▶ _Directions for this task_
Copy every line of the records below word for word, but leave out the pictures.

▶ _Data supplied_

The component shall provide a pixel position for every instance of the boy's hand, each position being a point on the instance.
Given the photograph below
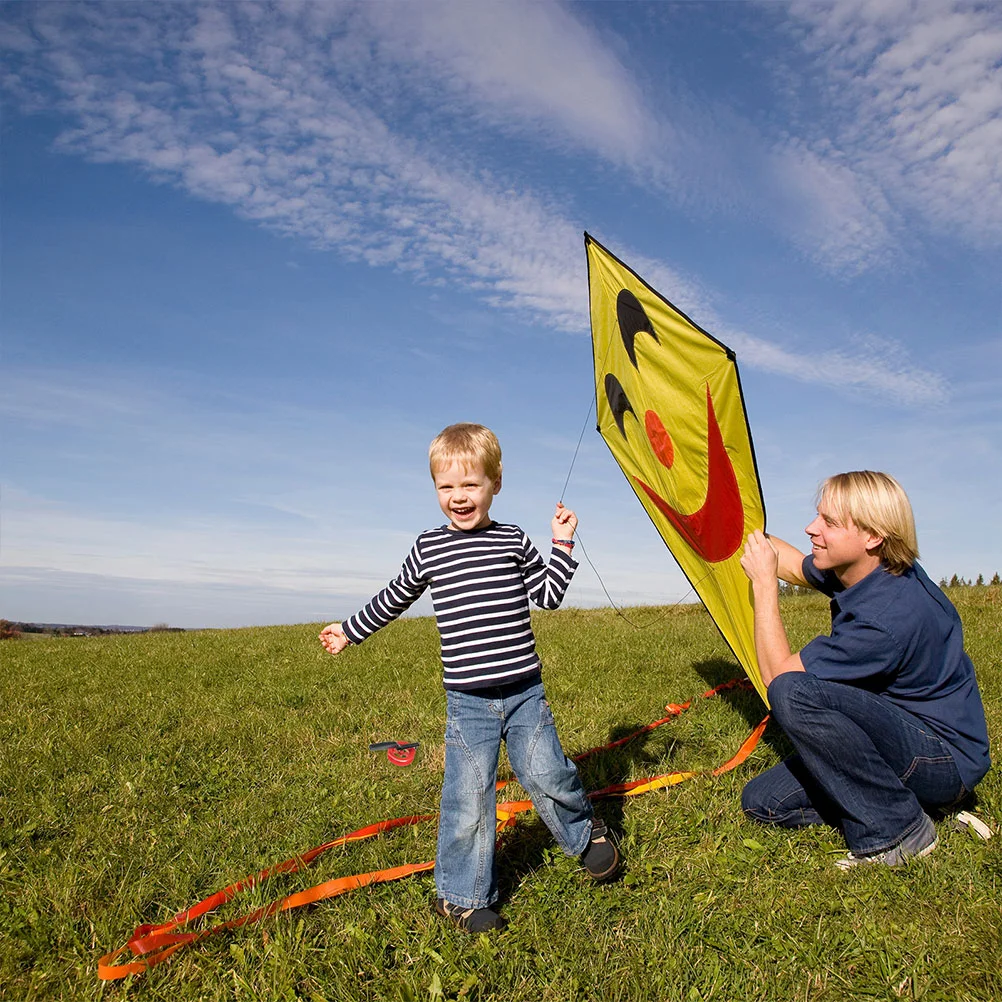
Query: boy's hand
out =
(564, 523)
(334, 639)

▶ _Written reply_
The component shall provide a pixel position for every instance of the boy's hand, each position being a point on the instance.
Given the photograph below
Query: boy's hand
out =
(564, 523)
(334, 639)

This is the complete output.